▶ OBJETIVO DO EXERCÍCIO: Transcreva sem nenhuma alteração as linhas do material que vão da linha com "Here's a bet: you won't be able to pinpoint the gazebo" até a linha com "221 62 231 72", incluindo as duas.

▶ LINHAS ARMAZENADAS:
□ □ □

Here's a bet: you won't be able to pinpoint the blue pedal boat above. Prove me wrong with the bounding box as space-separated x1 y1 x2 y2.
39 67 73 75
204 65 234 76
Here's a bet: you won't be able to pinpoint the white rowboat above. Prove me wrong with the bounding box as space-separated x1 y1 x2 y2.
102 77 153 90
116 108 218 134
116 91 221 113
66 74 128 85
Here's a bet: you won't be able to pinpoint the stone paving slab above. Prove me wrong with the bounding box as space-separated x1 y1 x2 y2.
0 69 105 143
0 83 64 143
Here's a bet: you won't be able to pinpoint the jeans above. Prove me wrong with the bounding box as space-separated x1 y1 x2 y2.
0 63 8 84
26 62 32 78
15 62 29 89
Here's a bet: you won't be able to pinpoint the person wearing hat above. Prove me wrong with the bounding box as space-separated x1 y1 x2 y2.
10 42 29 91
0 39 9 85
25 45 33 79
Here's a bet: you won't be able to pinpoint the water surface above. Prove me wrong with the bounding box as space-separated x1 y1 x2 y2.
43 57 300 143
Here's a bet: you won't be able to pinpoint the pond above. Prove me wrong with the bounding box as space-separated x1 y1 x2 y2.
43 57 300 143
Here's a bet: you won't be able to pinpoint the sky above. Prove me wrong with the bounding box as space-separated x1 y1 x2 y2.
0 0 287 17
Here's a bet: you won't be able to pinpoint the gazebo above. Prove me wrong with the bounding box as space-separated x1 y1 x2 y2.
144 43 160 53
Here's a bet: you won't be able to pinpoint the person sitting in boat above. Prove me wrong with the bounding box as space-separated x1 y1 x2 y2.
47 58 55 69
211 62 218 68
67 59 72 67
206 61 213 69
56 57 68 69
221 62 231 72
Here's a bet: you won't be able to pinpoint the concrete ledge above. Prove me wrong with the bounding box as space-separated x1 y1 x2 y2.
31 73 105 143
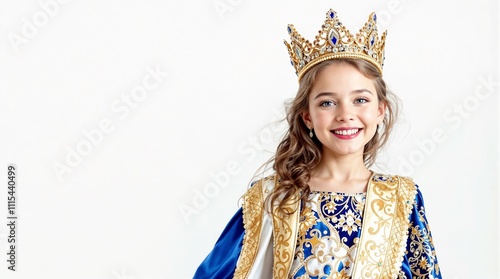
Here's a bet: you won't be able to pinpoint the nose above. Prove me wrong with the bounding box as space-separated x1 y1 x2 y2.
335 104 354 122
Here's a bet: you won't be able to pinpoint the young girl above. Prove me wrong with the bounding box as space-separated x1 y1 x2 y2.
194 10 441 279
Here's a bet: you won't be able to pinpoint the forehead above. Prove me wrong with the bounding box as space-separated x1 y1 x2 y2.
311 63 375 95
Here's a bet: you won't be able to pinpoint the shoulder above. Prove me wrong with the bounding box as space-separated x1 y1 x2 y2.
372 172 417 186
371 173 419 200
244 174 278 198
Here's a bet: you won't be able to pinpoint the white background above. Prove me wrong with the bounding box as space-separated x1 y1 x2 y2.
0 0 500 279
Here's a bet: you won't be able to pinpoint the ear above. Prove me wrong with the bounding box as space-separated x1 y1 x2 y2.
377 102 387 123
300 110 313 128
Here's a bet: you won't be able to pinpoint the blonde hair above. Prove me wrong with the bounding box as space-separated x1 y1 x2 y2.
268 58 398 214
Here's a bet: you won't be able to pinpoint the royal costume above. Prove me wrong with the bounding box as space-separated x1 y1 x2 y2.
194 174 441 279
194 10 441 279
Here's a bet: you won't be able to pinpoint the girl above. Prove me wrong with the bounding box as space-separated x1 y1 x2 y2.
194 10 441 279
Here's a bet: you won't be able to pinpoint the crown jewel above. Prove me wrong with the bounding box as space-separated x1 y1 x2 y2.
285 9 387 81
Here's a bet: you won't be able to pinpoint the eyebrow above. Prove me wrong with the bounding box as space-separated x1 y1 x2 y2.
314 88 373 100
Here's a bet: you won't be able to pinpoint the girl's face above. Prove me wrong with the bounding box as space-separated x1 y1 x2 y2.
302 63 385 160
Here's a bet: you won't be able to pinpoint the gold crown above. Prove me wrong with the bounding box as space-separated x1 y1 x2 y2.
285 9 387 81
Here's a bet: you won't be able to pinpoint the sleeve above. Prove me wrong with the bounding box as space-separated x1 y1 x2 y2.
193 208 245 279
399 186 441 279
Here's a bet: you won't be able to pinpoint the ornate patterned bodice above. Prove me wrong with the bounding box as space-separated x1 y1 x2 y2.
290 191 366 279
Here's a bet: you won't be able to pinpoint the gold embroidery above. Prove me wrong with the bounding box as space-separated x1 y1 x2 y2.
352 175 416 279
273 178 300 279
234 180 264 278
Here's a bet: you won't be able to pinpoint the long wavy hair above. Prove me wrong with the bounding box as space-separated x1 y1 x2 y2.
268 58 398 214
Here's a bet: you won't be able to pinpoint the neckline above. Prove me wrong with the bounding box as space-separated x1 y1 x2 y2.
311 190 366 197
310 170 379 196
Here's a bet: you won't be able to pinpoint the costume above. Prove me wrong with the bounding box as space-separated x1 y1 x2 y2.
194 174 441 279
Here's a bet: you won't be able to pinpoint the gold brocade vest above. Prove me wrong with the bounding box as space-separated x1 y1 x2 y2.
234 174 417 279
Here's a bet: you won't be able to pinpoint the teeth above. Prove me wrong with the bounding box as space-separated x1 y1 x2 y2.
334 129 359 136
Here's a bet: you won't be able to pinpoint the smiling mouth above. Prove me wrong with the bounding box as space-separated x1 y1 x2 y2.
332 128 361 136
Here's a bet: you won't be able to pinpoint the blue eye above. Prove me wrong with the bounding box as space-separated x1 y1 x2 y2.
319 100 335 107
354 98 369 104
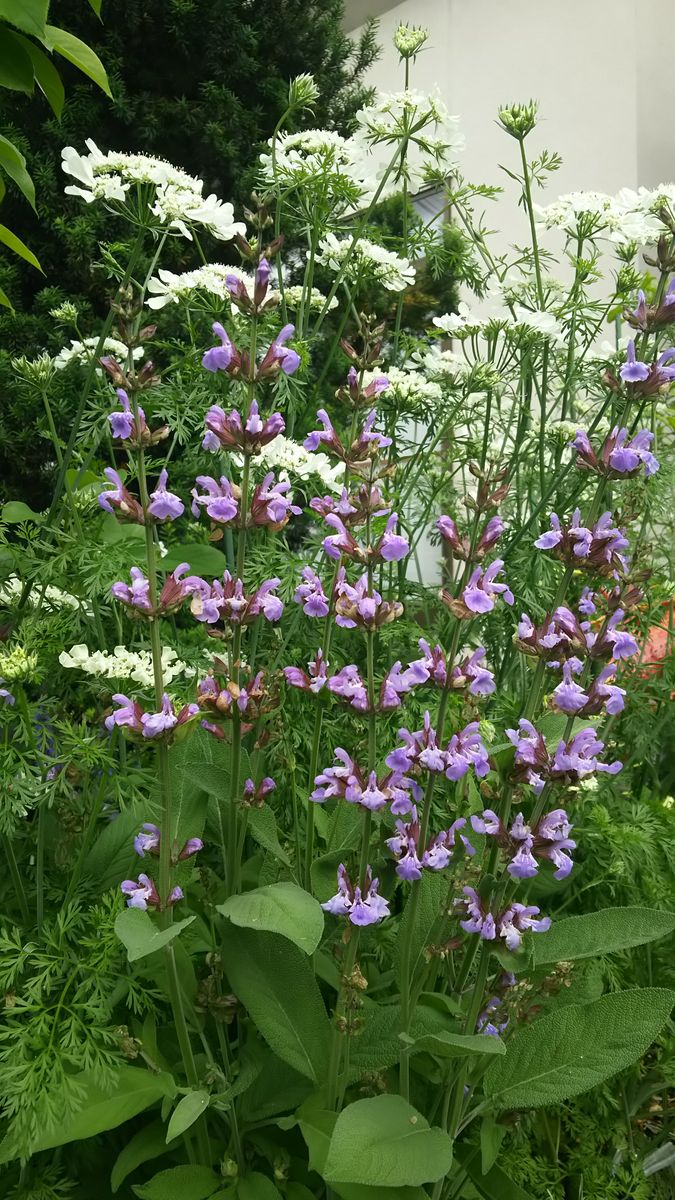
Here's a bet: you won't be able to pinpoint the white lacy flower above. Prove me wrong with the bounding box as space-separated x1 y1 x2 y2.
513 304 566 347
54 337 145 371
283 283 338 311
0 575 91 613
61 138 246 241
316 233 414 292
261 130 353 187
351 89 464 196
533 192 615 233
59 642 190 688
432 300 482 335
416 346 467 383
364 367 443 409
145 263 253 308
0 646 37 683
240 436 345 494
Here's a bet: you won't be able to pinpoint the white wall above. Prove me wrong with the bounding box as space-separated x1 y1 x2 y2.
348 0 675 241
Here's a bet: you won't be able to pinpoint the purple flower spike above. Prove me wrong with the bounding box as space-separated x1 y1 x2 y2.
258 325 300 378
133 821 160 858
108 388 148 442
120 875 160 912
321 863 389 925
619 340 650 383
572 426 658 479
110 566 153 612
374 512 410 563
442 558 514 620
148 468 185 521
202 321 239 373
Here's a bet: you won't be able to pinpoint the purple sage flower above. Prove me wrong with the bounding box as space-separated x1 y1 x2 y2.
321 863 389 925
148 467 185 521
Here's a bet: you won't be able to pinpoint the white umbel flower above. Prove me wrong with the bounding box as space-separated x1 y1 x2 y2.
54 337 145 371
145 263 253 308
59 642 190 688
237 434 345 496
61 138 246 241
432 300 482 337
316 233 414 292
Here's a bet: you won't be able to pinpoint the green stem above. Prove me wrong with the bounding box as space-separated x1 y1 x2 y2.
2 834 30 926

□ □ □

▶ RESPOSTA ESCRITA:
Here's a bet: you won't be able to pinpoint the gazebo above. Prove me wrong with the bounding box as space-separated x1 y1 x2 y2.
144 43 160 53
Here's a bet: you won't be able to pinpoint the person sitting in boat above. Prove me wrong with the bounding box as space-separated x1 y1 x2 y2.
47 58 55 69
211 62 218 68
67 59 72 67
206 61 213 69
56 57 68 69
221 62 231 72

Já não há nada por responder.